(Selected extract)

= = = = =

For the elderly, Alzheimer’s is not the only problem
January 23, 2008 by Michael Davidsen
Filed under ALZHEIMER'S
One reason why Alzheimer’s disease is so difficult to treat, and sometimes even to identify, is that its symptoms can be caused by other diseases. Earlier I mentioned that, besides Alzheimer’s, my grandmother also had macular degeneration – she was losing her vision in her 60s, and was legally blind for thirty years. Sensory deprivation can cause delusions in itself. People with macular degeneration can hallucinate. Perhaps the mind, struggling to make sense of the fog it sees, gets a little too creative.
Alzheimer’s is primarily a disease of the old, and the older you are, the more likely you are to have it. There are hundreds of thousands of exceptions, in both directions. Kris, who writes Dealing with Alzheimer’s, is one of hundreds of thousands of people under 65 who have early-onset Alzheimer’s disease. 82-year-old blogger Millie Garfield, who writes My Mom’s Blog, has a better memory than I do. The ageless project lists ten bloggers over 75.

= = = = =

Extracted data entries:
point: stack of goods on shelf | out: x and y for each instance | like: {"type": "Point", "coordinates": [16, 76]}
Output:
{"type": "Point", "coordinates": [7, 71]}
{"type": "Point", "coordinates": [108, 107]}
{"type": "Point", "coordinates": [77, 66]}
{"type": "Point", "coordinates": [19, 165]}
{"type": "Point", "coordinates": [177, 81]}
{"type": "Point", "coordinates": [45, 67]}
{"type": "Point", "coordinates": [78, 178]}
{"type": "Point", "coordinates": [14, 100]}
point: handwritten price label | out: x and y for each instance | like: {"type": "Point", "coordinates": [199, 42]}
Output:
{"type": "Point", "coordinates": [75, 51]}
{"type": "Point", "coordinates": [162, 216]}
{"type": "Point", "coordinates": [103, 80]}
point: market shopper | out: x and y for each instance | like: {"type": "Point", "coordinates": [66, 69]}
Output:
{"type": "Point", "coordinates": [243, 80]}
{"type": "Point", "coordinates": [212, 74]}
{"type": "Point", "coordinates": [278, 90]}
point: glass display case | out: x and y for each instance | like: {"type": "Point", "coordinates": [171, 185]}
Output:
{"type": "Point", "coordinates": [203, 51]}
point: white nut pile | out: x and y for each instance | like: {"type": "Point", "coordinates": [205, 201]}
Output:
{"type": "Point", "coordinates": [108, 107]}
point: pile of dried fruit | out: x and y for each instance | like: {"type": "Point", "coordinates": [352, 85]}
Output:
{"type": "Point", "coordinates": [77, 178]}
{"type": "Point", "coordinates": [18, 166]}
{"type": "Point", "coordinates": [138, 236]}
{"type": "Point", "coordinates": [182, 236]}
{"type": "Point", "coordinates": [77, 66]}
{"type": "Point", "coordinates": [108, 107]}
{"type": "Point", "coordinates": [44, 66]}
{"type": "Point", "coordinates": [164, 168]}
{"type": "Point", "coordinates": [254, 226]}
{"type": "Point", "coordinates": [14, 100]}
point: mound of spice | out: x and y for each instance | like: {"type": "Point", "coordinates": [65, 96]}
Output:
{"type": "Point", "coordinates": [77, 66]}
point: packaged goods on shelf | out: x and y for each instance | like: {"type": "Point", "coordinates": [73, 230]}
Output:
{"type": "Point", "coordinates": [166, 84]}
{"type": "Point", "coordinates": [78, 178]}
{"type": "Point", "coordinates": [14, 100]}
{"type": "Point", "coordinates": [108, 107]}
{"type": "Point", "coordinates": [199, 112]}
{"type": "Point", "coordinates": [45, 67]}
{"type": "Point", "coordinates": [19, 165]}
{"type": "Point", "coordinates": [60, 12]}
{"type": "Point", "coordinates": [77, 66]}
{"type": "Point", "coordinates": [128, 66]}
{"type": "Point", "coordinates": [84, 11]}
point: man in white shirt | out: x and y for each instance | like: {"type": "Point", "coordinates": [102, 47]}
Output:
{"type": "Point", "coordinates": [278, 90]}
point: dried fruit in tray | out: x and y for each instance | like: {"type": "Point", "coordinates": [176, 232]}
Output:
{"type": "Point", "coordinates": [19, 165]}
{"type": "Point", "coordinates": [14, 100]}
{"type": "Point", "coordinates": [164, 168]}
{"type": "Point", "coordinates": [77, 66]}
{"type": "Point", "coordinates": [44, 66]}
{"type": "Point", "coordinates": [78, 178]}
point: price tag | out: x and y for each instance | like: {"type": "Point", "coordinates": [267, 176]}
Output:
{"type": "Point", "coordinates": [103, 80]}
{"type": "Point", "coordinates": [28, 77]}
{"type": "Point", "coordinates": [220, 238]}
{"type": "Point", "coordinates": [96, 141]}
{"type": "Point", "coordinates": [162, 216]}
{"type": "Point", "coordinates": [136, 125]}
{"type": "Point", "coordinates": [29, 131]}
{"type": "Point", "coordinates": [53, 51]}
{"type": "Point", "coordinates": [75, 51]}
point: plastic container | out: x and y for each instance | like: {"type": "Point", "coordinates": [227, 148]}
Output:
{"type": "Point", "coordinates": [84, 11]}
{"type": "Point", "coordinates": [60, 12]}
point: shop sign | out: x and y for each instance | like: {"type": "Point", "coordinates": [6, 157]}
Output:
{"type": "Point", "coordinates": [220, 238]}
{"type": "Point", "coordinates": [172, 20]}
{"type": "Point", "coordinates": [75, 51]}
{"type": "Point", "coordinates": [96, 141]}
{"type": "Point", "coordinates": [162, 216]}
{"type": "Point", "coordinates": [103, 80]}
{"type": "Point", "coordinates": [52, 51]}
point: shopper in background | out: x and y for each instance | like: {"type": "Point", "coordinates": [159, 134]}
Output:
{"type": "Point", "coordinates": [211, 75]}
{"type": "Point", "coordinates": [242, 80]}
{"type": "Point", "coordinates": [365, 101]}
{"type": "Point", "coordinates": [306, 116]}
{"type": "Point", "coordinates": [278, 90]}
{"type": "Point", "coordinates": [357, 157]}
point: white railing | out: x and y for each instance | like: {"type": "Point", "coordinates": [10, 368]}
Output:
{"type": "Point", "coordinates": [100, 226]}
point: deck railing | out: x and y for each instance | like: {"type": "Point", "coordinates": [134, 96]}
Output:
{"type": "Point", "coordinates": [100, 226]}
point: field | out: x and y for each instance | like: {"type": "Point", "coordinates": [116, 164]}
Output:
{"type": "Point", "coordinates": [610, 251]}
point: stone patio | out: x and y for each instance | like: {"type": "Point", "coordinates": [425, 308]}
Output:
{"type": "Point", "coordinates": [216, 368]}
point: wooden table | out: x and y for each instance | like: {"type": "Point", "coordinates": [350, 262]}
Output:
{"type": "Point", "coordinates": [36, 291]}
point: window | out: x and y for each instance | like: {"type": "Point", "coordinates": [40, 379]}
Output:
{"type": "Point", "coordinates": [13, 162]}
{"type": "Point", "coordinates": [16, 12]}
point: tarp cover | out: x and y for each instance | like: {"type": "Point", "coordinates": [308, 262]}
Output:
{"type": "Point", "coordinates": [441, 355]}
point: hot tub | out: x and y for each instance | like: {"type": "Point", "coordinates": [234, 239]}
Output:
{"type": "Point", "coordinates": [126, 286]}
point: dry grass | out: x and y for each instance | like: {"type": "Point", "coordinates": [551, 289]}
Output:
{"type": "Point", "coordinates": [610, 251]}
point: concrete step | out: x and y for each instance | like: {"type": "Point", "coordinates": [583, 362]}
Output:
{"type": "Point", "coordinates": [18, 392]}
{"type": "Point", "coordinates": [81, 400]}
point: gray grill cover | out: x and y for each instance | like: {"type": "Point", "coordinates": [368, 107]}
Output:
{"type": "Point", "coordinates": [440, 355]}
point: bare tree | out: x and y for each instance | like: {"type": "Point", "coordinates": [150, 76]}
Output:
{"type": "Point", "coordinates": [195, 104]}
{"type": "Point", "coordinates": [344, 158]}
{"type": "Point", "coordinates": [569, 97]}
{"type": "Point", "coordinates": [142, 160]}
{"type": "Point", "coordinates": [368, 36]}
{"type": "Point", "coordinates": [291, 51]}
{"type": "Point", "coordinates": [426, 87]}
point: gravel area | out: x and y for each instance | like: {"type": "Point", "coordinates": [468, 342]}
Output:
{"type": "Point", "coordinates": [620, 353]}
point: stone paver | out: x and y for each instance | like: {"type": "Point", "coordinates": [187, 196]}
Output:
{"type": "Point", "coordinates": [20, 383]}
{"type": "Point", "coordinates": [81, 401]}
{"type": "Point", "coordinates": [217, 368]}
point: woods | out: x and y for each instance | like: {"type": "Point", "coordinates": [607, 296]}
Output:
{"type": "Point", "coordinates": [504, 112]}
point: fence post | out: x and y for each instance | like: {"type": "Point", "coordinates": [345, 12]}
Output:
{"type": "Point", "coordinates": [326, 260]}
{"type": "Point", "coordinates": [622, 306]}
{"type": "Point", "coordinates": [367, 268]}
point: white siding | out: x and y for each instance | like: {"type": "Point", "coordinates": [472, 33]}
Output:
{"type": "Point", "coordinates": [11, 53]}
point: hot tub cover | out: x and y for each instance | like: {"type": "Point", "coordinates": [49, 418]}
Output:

= = = = =

Using the Alzheimer's article, answer these questions:
1. For how many years was the writer's grandmother legally blind?
2. How old is the blogger Millie Garfield?
3. How many bloggers over 75 does the ageless project list?

(Result below)
1. Thirty years.
2. 82.
3. Ten.